* BRIEF 1 *
Answer these questions from the article on the Serratus project, one line each:
(a) Which university's Cloud Innovation Centre led the research team?
(b) About how many coronavirus species had been identified at the start of the pandemic?
(c) How many gigabytes of raw data does the SRA hold?
* BRIEF 2 *
Translate this sentence from the article on the Serratus project into French: "Babaian, a computational biologist, recruited his friend Jeff Taylor, a recent UBC computer engineering graduate, to execute what he calls an exceptionally simple idea."
* BRIEF 3 *
Please turn the paragraph of the article on the Serratus project that begins "Simple ideas are not always easy" into a bulleted list that keeps its main facts.

━━━━━ PASSAGE ━━━━━

Research & Development
Cloud solution used to discover new viruses
January 26, 2022
VANCOUVER – As scientists and governments grapple with new variants two years into the COVID-19 pandemic, an international research team led by the University of British Columbia’s Cloud Innovation Centre (CIC) have unlocked a trove of data that could help prevent future pandemics.
The project is called Serratus. “Our singular goal was to discover every coronavirus in the world,” said Artem Babaian (pictured), the project lead.
“At the start of the pandemic, there were only about 44 different species of coronaviruses identified. I felt a complete record of coronaviruses was incredibly important for fighting the pandemic and ensuring we had the tools to prevent another one from ever happening,” he said.
Babaian, a computational biologist, recruited his friend Jeff Taylor, a recent UBC computer engineering graduate, to execute what he calls an exceptionally simple idea. “We were just going to look at everything [in the Single Read Archive] and find every coronavirus possible,” said Babaian.
Simple ideas are not always easy. The public RNA and DNA data libraries located in the U.S. National Centre for Biotechnology Information’s Sequence Read Archive (SRA) have historically been incredibly difficult to fully access. There are over 40 million gigabytes of raw data in the SRA, and 20 million alone relating to RNA sequences, representing 5.7 million biological samples from all over the world.

━━━━━ PROVIDED RECORDS ━━━━━

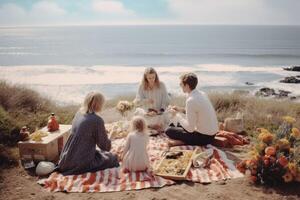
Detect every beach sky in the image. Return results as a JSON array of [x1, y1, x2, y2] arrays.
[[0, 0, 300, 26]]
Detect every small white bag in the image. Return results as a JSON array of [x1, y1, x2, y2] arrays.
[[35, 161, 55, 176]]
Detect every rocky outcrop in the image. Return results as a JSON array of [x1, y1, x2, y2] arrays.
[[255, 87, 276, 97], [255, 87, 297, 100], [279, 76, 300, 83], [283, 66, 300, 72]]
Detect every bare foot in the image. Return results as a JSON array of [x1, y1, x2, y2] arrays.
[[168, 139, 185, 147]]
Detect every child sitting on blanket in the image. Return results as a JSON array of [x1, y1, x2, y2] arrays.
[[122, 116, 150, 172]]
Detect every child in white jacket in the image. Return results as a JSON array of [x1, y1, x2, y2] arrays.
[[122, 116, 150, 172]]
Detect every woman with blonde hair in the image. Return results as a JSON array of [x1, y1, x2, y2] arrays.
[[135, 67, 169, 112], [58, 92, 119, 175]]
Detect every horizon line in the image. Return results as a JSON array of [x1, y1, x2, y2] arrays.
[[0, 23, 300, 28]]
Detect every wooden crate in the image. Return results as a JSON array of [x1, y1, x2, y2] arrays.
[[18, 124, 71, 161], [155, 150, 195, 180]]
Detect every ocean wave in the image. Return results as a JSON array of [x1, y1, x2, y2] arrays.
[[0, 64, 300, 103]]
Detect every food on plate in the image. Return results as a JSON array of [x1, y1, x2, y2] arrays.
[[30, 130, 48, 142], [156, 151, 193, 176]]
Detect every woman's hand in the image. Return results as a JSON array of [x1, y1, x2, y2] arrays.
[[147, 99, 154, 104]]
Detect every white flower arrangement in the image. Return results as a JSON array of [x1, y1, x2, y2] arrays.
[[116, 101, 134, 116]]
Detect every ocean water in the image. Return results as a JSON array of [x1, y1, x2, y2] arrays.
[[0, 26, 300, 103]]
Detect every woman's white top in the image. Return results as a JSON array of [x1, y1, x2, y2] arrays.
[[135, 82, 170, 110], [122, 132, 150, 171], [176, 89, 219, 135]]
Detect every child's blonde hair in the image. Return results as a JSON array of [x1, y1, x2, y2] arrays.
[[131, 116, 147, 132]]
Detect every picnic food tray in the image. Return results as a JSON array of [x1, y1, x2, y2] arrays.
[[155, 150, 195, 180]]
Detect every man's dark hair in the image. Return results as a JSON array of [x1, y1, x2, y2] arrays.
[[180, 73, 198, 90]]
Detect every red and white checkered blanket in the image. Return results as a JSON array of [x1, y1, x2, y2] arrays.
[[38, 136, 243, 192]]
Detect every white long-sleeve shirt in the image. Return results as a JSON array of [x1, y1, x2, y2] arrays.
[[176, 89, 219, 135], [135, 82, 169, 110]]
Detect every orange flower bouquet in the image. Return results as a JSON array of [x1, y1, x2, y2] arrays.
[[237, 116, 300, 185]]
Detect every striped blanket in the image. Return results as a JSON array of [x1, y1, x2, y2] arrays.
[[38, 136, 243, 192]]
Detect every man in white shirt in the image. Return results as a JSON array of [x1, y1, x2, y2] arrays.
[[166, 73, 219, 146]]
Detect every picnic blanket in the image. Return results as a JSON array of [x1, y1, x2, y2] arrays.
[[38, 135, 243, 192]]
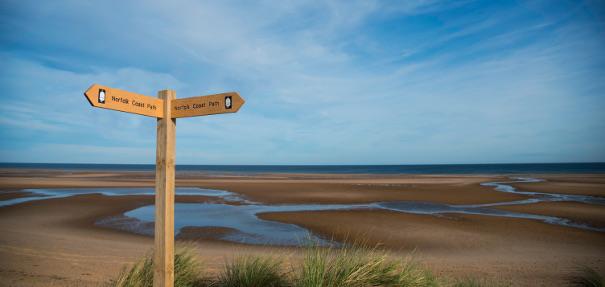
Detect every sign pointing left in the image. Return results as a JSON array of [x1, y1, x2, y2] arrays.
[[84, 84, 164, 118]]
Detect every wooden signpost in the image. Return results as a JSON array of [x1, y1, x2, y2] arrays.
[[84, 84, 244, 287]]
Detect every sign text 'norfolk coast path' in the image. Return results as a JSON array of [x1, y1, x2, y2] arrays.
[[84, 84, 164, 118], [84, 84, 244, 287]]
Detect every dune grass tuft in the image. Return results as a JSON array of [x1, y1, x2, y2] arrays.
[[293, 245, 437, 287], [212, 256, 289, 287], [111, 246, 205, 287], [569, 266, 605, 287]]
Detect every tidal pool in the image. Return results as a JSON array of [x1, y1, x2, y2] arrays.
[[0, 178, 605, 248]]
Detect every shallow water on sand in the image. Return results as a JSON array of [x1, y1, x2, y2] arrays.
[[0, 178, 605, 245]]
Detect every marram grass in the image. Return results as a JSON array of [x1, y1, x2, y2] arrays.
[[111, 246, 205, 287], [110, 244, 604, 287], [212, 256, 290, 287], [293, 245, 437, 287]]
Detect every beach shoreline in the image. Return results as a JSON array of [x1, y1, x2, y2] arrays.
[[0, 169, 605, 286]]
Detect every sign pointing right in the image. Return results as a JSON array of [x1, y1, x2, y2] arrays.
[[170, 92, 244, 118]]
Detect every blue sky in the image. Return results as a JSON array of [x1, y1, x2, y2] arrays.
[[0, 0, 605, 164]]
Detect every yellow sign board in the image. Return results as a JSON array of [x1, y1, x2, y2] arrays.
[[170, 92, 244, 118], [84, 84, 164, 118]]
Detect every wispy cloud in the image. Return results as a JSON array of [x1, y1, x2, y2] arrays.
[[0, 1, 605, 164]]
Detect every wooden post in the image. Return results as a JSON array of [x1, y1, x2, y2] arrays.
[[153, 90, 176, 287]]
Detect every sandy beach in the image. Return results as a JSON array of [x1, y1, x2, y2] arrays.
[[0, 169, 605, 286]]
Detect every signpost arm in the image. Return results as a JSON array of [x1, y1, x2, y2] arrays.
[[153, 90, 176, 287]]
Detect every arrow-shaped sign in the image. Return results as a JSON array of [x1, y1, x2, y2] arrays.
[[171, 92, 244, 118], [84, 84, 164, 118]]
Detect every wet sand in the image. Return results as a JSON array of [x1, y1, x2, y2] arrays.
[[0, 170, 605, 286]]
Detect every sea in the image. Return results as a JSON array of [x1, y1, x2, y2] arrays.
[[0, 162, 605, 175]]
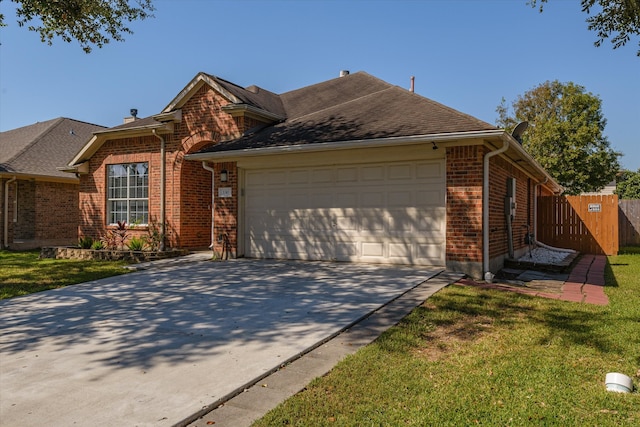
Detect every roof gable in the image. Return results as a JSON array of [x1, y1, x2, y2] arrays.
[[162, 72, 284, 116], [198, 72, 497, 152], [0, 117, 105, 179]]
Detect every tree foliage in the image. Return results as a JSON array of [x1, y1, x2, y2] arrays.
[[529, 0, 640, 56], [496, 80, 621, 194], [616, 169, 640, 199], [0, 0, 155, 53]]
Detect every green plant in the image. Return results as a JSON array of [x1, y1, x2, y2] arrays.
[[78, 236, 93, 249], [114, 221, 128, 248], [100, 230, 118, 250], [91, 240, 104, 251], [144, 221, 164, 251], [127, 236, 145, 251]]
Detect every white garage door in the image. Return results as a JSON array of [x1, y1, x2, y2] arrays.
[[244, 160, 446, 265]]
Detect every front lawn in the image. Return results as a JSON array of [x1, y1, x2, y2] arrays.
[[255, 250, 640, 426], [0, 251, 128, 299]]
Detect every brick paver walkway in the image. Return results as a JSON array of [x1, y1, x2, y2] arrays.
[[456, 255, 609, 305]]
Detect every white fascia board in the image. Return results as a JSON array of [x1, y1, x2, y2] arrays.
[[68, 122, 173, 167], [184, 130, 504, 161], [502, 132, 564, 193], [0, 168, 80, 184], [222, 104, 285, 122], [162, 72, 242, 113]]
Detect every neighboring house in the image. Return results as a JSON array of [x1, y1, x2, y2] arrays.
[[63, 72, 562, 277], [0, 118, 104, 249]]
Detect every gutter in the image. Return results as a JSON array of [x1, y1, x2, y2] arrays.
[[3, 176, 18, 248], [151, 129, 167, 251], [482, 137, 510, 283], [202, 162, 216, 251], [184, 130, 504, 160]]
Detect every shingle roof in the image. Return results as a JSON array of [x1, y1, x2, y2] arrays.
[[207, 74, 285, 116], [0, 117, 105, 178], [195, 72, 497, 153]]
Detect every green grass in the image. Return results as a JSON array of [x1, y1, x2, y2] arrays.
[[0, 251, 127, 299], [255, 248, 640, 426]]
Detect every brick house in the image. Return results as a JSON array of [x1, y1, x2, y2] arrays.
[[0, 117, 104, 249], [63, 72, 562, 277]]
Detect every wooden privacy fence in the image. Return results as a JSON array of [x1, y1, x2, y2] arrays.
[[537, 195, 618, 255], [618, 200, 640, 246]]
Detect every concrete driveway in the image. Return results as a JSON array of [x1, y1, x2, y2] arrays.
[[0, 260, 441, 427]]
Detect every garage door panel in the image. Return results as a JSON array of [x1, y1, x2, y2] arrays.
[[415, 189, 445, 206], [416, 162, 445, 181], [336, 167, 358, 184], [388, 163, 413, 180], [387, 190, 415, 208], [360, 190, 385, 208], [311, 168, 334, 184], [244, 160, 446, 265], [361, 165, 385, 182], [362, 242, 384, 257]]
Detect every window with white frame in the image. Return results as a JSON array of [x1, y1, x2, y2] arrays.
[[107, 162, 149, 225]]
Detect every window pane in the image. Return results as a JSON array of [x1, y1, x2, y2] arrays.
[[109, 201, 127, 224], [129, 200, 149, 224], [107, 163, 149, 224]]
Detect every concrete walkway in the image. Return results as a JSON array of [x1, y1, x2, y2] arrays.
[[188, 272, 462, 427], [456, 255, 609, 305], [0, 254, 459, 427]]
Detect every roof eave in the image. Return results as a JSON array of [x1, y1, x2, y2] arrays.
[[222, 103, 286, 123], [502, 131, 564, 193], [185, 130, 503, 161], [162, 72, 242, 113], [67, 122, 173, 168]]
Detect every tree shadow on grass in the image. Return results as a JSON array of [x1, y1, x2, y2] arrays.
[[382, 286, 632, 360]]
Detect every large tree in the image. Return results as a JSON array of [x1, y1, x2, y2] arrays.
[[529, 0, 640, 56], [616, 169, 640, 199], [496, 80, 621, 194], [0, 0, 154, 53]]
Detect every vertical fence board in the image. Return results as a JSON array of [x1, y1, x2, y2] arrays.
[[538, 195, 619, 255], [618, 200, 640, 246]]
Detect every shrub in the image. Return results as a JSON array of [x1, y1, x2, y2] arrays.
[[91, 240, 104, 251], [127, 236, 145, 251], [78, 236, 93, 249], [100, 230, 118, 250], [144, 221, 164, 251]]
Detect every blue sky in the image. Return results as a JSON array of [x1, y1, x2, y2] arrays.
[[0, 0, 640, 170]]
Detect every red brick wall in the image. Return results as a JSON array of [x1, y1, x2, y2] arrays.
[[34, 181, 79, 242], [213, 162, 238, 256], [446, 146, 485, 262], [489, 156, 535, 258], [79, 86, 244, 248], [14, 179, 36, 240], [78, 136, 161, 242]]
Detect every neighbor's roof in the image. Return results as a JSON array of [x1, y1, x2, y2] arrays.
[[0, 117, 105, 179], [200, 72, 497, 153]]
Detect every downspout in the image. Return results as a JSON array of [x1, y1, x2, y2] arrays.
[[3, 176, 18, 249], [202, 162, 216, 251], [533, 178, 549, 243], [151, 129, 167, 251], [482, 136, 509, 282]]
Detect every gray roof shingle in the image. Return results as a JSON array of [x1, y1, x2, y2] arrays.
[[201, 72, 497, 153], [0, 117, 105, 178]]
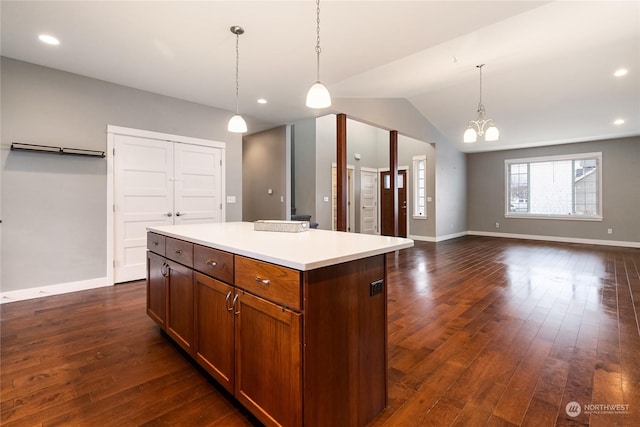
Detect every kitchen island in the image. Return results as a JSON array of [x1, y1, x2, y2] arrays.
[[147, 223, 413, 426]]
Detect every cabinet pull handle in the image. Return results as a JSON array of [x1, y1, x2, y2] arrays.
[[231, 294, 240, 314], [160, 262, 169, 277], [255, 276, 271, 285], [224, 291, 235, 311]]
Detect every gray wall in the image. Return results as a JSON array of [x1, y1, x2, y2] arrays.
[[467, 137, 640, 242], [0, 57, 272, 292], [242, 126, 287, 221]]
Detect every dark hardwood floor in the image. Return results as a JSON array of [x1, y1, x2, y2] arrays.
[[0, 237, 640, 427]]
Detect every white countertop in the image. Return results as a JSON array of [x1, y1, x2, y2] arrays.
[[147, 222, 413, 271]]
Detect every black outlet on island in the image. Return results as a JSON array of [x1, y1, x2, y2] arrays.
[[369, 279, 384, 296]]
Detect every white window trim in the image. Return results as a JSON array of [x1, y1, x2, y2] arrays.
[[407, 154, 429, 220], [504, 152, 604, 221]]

━━━━━

* EXPECTED ANSWER 1 *
(a) The University of British Columbia
(b) About 44
(c) Over 40 million

* EXPECTED ANSWER 2 *
Babaian, biologiste computationnel, a recruté son ami Jeff Taylor, récemment diplômé en génie informatique de l'UBC, pour mettre en œuvre ce qu'il qualifie d'idée exceptionnellement simple.

* EXPECTED ANSWER 3 *
- Simple ideas are not always easy.
- The public RNA and DNA data libraries in the U.S. National Centre for Biotechnology Information's Sequence Read Archive (SRA) have historically been very hard to access fully.
- The SRA holds over 40 million gigabytes of raw data.
- Of that, 20 million gigabytes relate to RNA sequences.
- Those RNA sequences represent 5.7 million biological samples from around the world.